ЗАДАНИЕ:
Воспроизведите дословно часть фрагмента о редакциях «Мертвых душ» между словами «В ранней редакции» и «поэму в прозе.», включая сами эти слова.

ФРАГМЕНТ:

•••••

Даже обращение Селифана к лошадям подвергается той же операции, при этом конкретные детали как бы генерализируются, возводятся в более высокую, лирическую степень. В начальной редакции следовала серия обращений: «Эй, вы сердечные! мои любимые [...] Забубенные вы! Пора, пора! хвать, хвать! Московские обыватели, толоконные приятели» и т. д. (268). В окончательной редакции речь (или точнее «песнь») Селифана передает от своего лица автор: «Туда всё вошло: все ободрительные и понудительные крики, которыми потчевают лошадей по всей России от одного конца до другого; прилагательные всех родов и качеств без дальнейшего разбора, как что первое попалось на язык. Таким образом дошло до того, что он начал называть их наконец секретарями» (42).

Так в поле зрения повествователя оказывается способ обращения с лошадьми по всей России, то есть некий общий национальный обычай.

Эффект подобного преобразования текста (которое в некоторых случаях мы могли бы проследить подробнее, так как его промежуточная стадия отразилась и во второй черновой редакции) один и тот же: превращение монологического и диалогического пассажа в маленькую сценку, подчас даже с генерализацией ее смысла (как в сцене с Селифаном), далее внесение (или усиление) иронических моментов и, наконец, создание единой, с глубоким подтекстом, повествовательной интонации. Но все это уже выходит за пределы той тенденции, которую Гоголь ретроспективно называл «смягчением» «тягостного впечатления». В определенном смысле это было даже усиление, развитие такого впечатления, хотя надо помнить, что ни в какую однозначную формулу эффект, производимый гоголевским текстом, не умещается, рождая глубокое и подвижное, бесконечно переливающееся чувство.

 

* * *

В ранней редакции VIII главы есть фраза, объединяющая сразу несколько литературных имен: «В старину Гомер, позже Сервантес, Вальтер Скотт и Пушкин любили живописать туалеты» (330). Эти имена были весьма значимы для Гоголя в пору работы над «Мертвыми душами». Вдохновляющий пример Сервантеса запечатлелся в его сознании еще со времен беседы с Пушкиным, указавшим на создателя «Дон-Кихота» в некотором смысле как на образец. По мере прояснения эпического и поэмного характера «Мертвых душ» мысль Гоголя все более и более влеклась и к творцу эпопеи Гомеру. Пример Пушкина интересен был Гоголю аналогичным, хотя и противоположно направленным изменением жанра, резко нарушающим «горизонт ожидания»: вместо ожидаемой стихотворной поэмы «Евгений Онегин» являл собою роман в стихах, так же как вместо ожидаемого прозаического романа «Мертвые души» должны были явить поэму в прозе.

•••••

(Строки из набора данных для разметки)
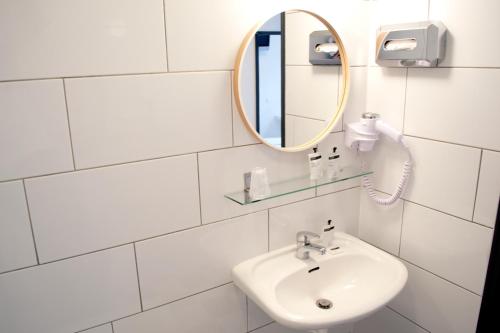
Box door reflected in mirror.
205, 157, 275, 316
235, 11, 347, 150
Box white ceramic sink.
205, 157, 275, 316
233, 232, 408, 330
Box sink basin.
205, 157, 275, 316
232, 232, 408, 331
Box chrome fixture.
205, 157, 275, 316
295, 231, 326, 259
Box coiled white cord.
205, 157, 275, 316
361, 139, 413, 206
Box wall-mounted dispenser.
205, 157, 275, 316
309, 30, 341, 65
376, 21, 446, 67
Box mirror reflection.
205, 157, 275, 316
239, 11, 341, 148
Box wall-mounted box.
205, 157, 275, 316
376, 21, 446, 67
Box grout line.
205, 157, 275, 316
398, 200, 406, 257
229, 71, 235, 147
21, 179, 40, 264
399, 257, 482, 297
196, 153, 203, 226
386, 305, 430, 333
245, 295, 248, 332
404, 134, 500, 153
161, 0, 169, 72
401, 68, 409, 134
62, 79, 76, 170
376, 189, 493, 230
472, 149, 483, 221
133, 243, 144, 312
0, 142, 262, 184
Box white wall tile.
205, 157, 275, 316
366, 67, 406, 131
247, 297, 273, 331
113, 284, 246, 333
474, 150, 500, 228
429, 0, 500, 67
165, 0, 279, 71
343, 67, 367, 128
0, 245, 140, 333
285, 115, 328, 147
405, 67, 500, 150
26, 155, 200, 262
285, 12, 332, 66
136, 211, 267, 309
269, 188, 359, 249
0, 0, 166, 80
316, 132, 361, 195
285, 66, 339, 120
0, 181, 36, 273
66, 72, 232, 168
199, 145, 314, 223
389, 263, 481, 333
82, 324, 113, 333
354, 307, 427, 333
0, 79, 73, 180
371, 137, 480, 220
359, 191, 403, 256
400, 202, 493, 294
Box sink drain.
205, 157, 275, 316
316, 298, 333, 310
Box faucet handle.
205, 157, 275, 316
296, 231, 320, 245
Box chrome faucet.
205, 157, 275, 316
295, 231, 326, 259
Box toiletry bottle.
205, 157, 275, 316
321, 220, 335, 246
308, 148, 323, 180
326, 147, 340, 179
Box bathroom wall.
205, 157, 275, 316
353, 0, 500, 333
0, 0, 371, 333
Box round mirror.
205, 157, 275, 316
233, 10, 349, 152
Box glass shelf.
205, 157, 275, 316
224, 166, 373, 205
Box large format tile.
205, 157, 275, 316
0, 181, 36, 273
113, 284, 246, 333
400, 202, 493, 294
474, 150, 500, 228
405, 68, 500, 150
0, 245, 140, 333
136, 211, 267, 309
199, 145, 314, 223
366, 67, 406, 132
247, 297, 273, 331
26, 155, 200, 262
285, 66, 339, 120
0, 0, 166, 80
389, 264, 481, 333
66, 72, 232, 168
359, 191, 403, 256
354, 307, 427, 333
269, 188, 359, 249
371, 137, 480, 220
165, 0, 279, 71
0, 79, 73, 180
316, 132, 361, 195
429, 0, 500, 67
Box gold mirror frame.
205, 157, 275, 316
233, 9, 350, 152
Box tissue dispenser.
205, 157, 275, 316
376, 21, 446, 67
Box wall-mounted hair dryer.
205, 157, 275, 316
345, 112, 413, 205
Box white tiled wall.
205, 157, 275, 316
0, 0, 500, 333
355, 0, 500, 333
0, 0, 371, 333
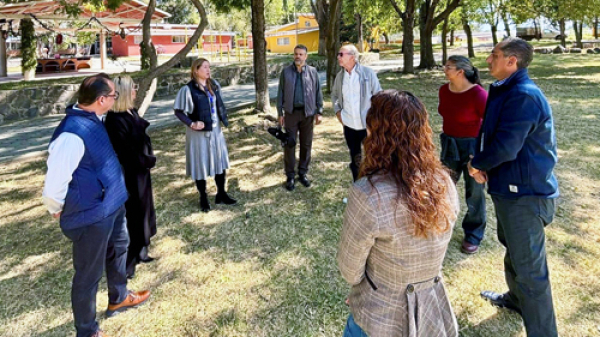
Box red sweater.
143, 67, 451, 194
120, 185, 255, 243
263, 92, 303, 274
438, 83, 487, 138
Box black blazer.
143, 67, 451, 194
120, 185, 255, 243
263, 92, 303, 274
187, 79, 229, 131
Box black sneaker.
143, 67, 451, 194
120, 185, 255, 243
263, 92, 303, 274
481, 290, 522, 316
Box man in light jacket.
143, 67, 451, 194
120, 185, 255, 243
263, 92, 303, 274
331, 44, 381, 181
277, 44, 323, 191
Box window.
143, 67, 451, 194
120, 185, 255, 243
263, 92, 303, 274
173, 35, 185, 43
277, 37, 290, 46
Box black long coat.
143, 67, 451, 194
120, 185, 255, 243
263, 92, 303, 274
104, 109, 156, 256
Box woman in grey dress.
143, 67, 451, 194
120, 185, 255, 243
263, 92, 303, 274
174, 58, 237, 212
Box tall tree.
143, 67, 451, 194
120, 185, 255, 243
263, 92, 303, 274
419, 0, 461, 69
460, 7, 475, 57
212, 0, 271, 112
390, 0, 416, 74
310, 0, 330, 56
327, 0, 343, 92
251, 0, 271, 113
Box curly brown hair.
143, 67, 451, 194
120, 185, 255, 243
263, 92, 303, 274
360, 90, 456, 237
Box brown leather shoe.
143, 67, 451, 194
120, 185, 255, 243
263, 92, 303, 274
106, 290, 150, 317
460, 240, 479, 254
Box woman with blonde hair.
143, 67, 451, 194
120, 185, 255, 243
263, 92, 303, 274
174, 58, 237, 212
337, 90, 458, 337
104, 76, 156, 278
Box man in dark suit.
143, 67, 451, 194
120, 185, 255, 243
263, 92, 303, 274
277, 44, 323, 191
468, 38, 559, 337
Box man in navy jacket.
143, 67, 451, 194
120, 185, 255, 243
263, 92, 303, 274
469, 38, 559, 337
42, 74, 150, 337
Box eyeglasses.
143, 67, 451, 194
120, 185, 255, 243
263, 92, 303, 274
102, 90, 119, 100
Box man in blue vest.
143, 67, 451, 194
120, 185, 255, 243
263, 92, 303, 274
277, 44, 323, 191
468, 38, 558, 337
42, 74, 150, 337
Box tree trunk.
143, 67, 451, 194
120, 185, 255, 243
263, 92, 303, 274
140, 0, 158, 71
354, 13, 364, 53
558, 19, 567, 48
251, 0, 271, 113
441, 18, 448, 64
310, 0, 329, 56
402, 4, 415, 74
502, 12, 510, 37
573, 20, 583, 48
462, 13, 475, 58
491, 25, 498, 46
390, 0, 415, 74
419, 0, 461, 69
327, 0, 343, 92
134, 0, 208, 115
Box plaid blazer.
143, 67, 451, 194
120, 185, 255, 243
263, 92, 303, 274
337, 173, 459, 337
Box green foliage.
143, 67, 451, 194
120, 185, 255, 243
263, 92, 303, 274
157, 0, 200, 24
19, 19, 37, 71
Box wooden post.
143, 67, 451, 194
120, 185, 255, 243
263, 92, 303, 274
100, 30, 106, 70
0, 30, 8, 77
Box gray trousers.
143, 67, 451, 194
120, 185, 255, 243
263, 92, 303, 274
492, 196, 558, 337
283, 108, 315, 178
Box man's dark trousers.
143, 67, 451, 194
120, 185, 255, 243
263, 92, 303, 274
492, 196, 558, 337
63, 206, 129, 337
344, 125, 367, 181
441, 136, 487, 246
283, 108, 315, 178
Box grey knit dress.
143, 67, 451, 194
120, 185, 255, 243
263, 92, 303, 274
174, 85, 229, 180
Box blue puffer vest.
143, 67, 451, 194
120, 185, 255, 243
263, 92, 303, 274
50, 105, 127, 229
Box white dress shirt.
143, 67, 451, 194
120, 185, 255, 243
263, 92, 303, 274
342, 66, 365, 130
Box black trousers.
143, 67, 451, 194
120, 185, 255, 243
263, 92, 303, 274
492, 196, 558, 337
63, 206, 129, 337
441, 134, 486, 246
344, 125, 367, 181
283, 108, 315, 178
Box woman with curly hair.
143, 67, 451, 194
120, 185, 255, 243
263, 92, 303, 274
337, 90, 458, 337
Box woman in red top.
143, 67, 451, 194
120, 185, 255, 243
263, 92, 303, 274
438, 55, 487, 254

•••••

ОЖИДАЕМЫЙ ОТВЕТ:
В ранней редакции VIII главы есть фраза, объединяющая сразу несколько литературных имен: «В старину Гомер, позже Сервантес, Вальтер Скотт и Пушкин любили живописать туалеты» (330). Эти имена были весьма значимы для Гоголя в пору работы над «Мертвыми душами». Вдохновляющий пример Сервантеса запечатлелся в его сознании еще со времен беседы с Пушкиным, указавшим на создателя «Дон-Кихота» в некотором смысле как на образец. По мере прояснения эпического и поэмного характера «Мертвых душ» мысль Гоголя все более и более влеклась и к творцу эпопеи Гомеру. Пример Пушкина интересен был Гоголю аналогичным, хотя и противоположно направленным изменением жанра, резко нарушающим «горизонт ожидания»: вместо ожидаемой стихотворной поэмы «Евгений Онегин» являл собою роман в стихах, так же как вместо ожидаемого прозаического романа «Мертвые души» должны были явить поэму в прозе.